**Provided passage**:
* * * * *

Historia Brittonum is clear that Ceretic was ruling Elmet when Eadwine ruled Northumbria, and we know from Bede that Eadwine ruled from 617 to 633. Annales Cambriae says that Ceretic died in 616 (assuming this is the same Ceretic), which would imply that Ceretic was ruling Elmet at the beginning of Eadwine’s reign rather than the end. If he is the same as the king mentioned by Bede, he was ruling in 614. So we can reasonably conclude that Ceretic was an adult in 614-617.
If we take John Koch’s suggestion that Ceretic of Elmet was the son of Guallauc, then Ceretic’s father was leading armies in the late sixth century.
Ceretic could have been born as late as the late 590s, if he was born well into his (putative) father’s active life. This would place him in his late teens in 614, just about old enough to be a king. None of the sources mention any children, which would be consistent with Ceretic having been too young to have married or fathered children before the end of his reign. However, the sources available to us are very patchy and it is perfectly possible that Ceretic did have children and they were simply not considered important enough to be mentioned (as is very likely if they did not hold positions of political or ecclesiastical power).
Ceretic was probably born some time after 550 (550 would make him 64 years old in 614), otherwise he would have been getting too old to be an active ruler in 614-617. This would make him an adult at the time of his father’s campaigns in the late sixth century, and so it is slightly surprising that he is not mentioned even in passing, but I wouldn’t read too much into that.
On the whole, I would favour a birth date for Ceretic somewhere in the middle of the possible range, probably some time around 580 or so. This would make him too young to take a senior role in his father’s campaigns in the late sixth century, and he would be an adult in his thirties by the time we know he was ruling Elmet in 614-617.
No children, wife or parents are recorded for Ceretic of Elmet, so his family background and connections are uncertain. If John Koch is correct that he was the son of Guallauc ap Laenauc, then his family was a branch of the ‘Men of the North’ and claimed descent from the founder figure Coel Hen. This would make Ceretic and his father relatives of Peredur (possible king of York, see post on Peredur) and Urien, king of Rheged. This is quite a likely familial association for someone who ruled a territory in part of modern Yorkshire.
If Ceretic of Elmet is the Caradawg ap Gwallawc of the Triad, then presumably he was associated with some famous incident of marital infidelity, since he is listed as one of the Three Adulterers. Make of that what you will. (Sometimes I wish the Triads were just a little less cryptic).

* * * * *

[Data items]
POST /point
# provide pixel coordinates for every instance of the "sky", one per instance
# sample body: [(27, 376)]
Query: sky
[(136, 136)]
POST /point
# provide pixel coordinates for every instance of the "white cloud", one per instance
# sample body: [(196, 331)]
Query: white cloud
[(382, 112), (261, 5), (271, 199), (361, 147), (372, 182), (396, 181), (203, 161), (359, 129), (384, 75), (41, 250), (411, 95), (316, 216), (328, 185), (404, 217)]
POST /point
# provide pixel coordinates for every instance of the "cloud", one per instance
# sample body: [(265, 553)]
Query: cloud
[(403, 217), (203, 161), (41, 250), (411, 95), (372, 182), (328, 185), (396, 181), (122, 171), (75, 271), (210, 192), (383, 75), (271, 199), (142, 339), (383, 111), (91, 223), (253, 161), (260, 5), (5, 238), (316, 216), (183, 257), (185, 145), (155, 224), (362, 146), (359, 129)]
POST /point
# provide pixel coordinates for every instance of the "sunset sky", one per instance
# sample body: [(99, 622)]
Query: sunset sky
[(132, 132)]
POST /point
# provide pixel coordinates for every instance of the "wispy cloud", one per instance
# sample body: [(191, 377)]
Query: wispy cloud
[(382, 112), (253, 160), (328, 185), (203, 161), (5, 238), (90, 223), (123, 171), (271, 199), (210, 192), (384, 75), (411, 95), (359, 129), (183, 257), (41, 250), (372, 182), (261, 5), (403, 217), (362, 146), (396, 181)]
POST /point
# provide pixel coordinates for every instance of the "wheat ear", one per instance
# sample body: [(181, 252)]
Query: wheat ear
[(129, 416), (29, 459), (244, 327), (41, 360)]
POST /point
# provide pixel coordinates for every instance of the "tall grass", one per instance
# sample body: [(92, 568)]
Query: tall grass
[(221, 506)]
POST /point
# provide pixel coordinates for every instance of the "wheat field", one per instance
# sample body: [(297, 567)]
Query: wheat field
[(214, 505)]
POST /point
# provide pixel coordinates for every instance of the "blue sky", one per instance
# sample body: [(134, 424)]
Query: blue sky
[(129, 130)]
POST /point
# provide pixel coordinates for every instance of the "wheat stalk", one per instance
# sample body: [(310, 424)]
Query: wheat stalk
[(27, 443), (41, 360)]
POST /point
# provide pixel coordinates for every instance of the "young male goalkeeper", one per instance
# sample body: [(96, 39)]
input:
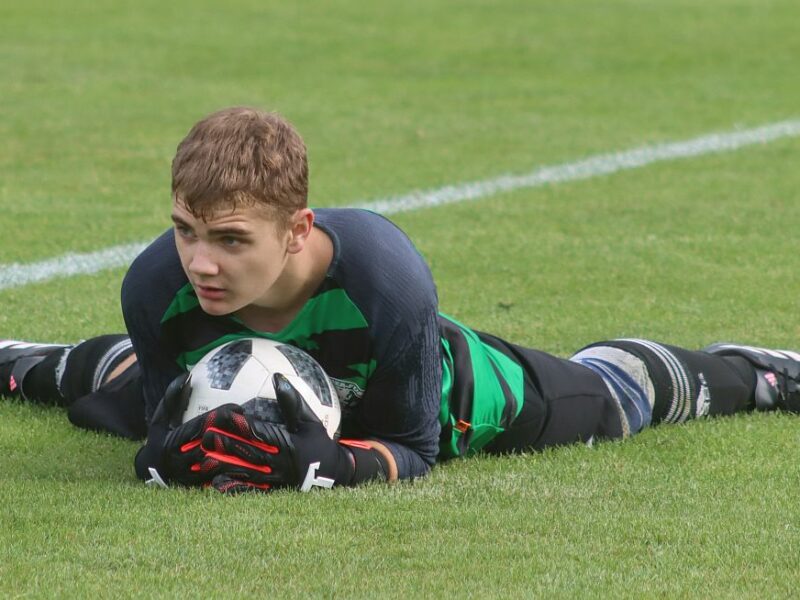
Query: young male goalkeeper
[(247, 257)]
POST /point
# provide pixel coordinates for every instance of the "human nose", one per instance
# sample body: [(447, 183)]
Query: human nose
[(202, 261)]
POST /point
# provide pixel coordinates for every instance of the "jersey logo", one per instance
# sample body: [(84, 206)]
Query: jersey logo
[(349, 393)]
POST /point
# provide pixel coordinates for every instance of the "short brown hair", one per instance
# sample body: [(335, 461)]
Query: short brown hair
[(241, 156)]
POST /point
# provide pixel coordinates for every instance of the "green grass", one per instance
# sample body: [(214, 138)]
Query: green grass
[(393, 97)]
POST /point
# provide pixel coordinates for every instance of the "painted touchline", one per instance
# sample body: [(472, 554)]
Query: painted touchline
[(70, 264)]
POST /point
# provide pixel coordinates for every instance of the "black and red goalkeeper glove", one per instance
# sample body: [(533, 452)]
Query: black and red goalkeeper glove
[(173, 451), (255, 454)]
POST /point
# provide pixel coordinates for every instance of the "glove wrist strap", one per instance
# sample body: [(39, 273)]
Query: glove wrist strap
[(368, 463)]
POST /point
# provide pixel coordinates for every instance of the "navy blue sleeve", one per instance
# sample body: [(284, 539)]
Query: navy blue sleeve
[(147, 291), (392, 285)]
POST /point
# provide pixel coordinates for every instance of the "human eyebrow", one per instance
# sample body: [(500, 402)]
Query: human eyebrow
[(224, 231)]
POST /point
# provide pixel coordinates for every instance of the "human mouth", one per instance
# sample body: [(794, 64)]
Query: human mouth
[(208, 292)]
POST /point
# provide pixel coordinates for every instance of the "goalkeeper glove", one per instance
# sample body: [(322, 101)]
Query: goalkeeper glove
[(261, 455)]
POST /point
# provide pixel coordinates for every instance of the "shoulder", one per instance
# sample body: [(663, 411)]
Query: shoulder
[(153, 279), (381, 271), (372, 252)]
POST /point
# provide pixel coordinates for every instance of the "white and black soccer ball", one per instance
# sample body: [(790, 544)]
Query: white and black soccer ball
[(241, 371)]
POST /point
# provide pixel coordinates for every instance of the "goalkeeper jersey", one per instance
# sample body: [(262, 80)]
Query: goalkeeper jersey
[(418, 381)]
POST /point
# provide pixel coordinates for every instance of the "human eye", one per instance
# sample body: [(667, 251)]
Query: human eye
[(230, 241), (184, 231)]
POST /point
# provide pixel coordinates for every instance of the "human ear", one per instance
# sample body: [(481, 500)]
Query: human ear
[(299, 229)]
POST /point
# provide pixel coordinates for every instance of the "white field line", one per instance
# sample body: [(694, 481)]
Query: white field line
[(67, 265)]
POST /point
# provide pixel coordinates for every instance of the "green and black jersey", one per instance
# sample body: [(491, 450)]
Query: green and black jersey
[(418, 381)]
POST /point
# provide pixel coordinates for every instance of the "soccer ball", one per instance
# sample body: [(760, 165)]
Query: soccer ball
[(241, 371)]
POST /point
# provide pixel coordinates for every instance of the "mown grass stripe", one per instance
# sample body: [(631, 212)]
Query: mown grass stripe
[(70, 264)]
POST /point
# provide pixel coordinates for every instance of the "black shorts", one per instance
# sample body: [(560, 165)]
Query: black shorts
[(564, 402)]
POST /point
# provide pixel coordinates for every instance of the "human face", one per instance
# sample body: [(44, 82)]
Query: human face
[(234, 259)]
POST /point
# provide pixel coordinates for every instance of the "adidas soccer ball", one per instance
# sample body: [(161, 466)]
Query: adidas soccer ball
[(241, 371)]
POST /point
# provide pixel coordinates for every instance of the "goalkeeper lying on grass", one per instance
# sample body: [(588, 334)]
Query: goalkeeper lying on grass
[(246, 257)]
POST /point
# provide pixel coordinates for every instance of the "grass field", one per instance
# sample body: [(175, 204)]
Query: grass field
[(392, 98)]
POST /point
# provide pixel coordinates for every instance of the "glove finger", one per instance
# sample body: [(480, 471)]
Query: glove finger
[(185, 461), (230, 486), (257, 460)]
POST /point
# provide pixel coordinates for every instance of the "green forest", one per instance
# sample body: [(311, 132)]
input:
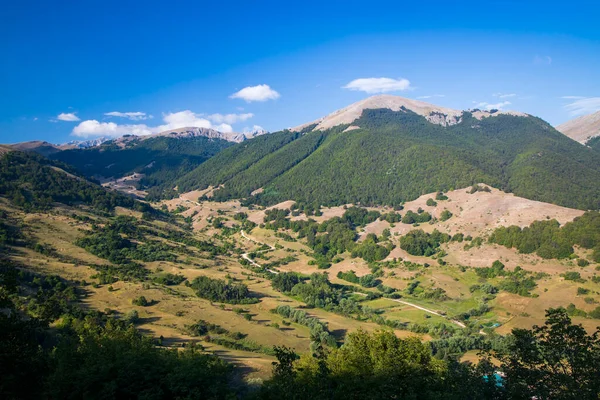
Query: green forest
[(398, 156), (34, 183), (550, 240), (160, 159), (74, 353)]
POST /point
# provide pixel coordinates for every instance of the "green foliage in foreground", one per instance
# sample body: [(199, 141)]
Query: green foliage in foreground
[(159, 159), (72, 354), (222, 291), (399, 156), (381, 366), (88, 354), (419, 243), (549, 240), (34, 183)]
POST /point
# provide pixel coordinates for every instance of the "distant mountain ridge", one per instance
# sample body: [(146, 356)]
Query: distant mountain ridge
[(435, 114), (45, 148), (583, 128), (188, 132), (392, 154)]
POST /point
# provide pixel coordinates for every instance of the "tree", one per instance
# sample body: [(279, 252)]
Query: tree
[(556, 361)]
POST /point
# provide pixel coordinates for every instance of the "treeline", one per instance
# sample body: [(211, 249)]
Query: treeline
[(319, 332), (34, 183), (89, 354), (419, 243), (221, 291), (334, 236), (517, 281), (380, 365), (549, 240), (113, 242), (159, 159), (398, 156)]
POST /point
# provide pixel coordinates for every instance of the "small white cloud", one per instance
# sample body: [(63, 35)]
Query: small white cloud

* * * * *

**Set of tasks**:
1/ Answer these questions from the passage on Ceretic of Elmet:
(a) Which years did Eadwine rule Northumbria?
(b) Around what year does the writer favor for Ceretic's birth?
(c) As one of which group is Caradawg ap Gwallawc listed in the Triad?
2/ Does each statement agree with the passage on Ceretic of Elmet? Answer yes or no, and quote the words that decide it.
(a) Annales Cambriae gives 616 as the year of Ceretic's death.
(b) The sources record the name of Ceretic's wife.
(c) A birth year of 550 would have made Ceretic 64 years old in 614.
3/ Carry on the passage on Ceretic of Elmet from its last sentence.
These data items come from a source separate from the passage on Ceretic of Elmet.

**Results of the exercise**:
1/
(a) 617 to 633
(b) Around 580
(c) The Three Adulterers

2/
(a) Yes: "Annales Cambriae says that Ceretic died in 616"
(b) No: "No children, wife or parents are recorded for Ceretic of Elmet"
(c) Yes: "550 would make him 64 years old in 614"

3/
Assuming that Ceretic of Elmet is the same British king Ceretic mentioned by Bede, he had given refuge to Hereric of Deira. Since Bede says that Hereric was living under Ceretic’s protection, this indicates that Hereric’s presence was officially recognised and sanctioned by Ceretic. Hereric’s wife and at least one young daughter, possibly two, were also living with him at Ceretic’s court. This may suggest that Hereric had been there some time, long enough to establish a household, and/or that he felt sufficiently secure there to bring his family to live with him. If he had been on the run from a recent defeat in battle, say, or if he doubted Ceretic’s intentions, it is perhaps unlikely that his wife and baby daughter(s) would be with him. This is consistent with Ceretic having a friendly attitude towards Hereric, rather than one of hostility or resentment, though this is speculative.
If Ceretic was friendly towards Hereric of Deira, this may indicate personal friendship, kinship or a political alliance (or any combination thereof). Ceretic’s marriage and family ties are unknown, and he may have had connections with the Deiran royal family in general or Hereric in particular. Elmet and Deira were neighbouring territories and would be natural candidates to ally together against predatory neighbours. Aethelferth of Bernicia had annexed Deira some years earlier (see post on Dating the annexation of Deira), which may well be the reason that Hereric was living in banishment in Elmet in the first place. Ceretic may have been willing to shelter Hereric to honour an alliance. If Hereric was planning to make an attempt to reclaim Deira, Ceretic may have been prepared to offer help and support, either to honour an alliance, out of self-interest or both. Aethelferth had a long track record of military conquest, and if Ceretic feared Aethelferth’s intentions towards Elmet he may have hoped that an attack by Hereric would weaken Aethelferth and forestall an invasion of Elmet.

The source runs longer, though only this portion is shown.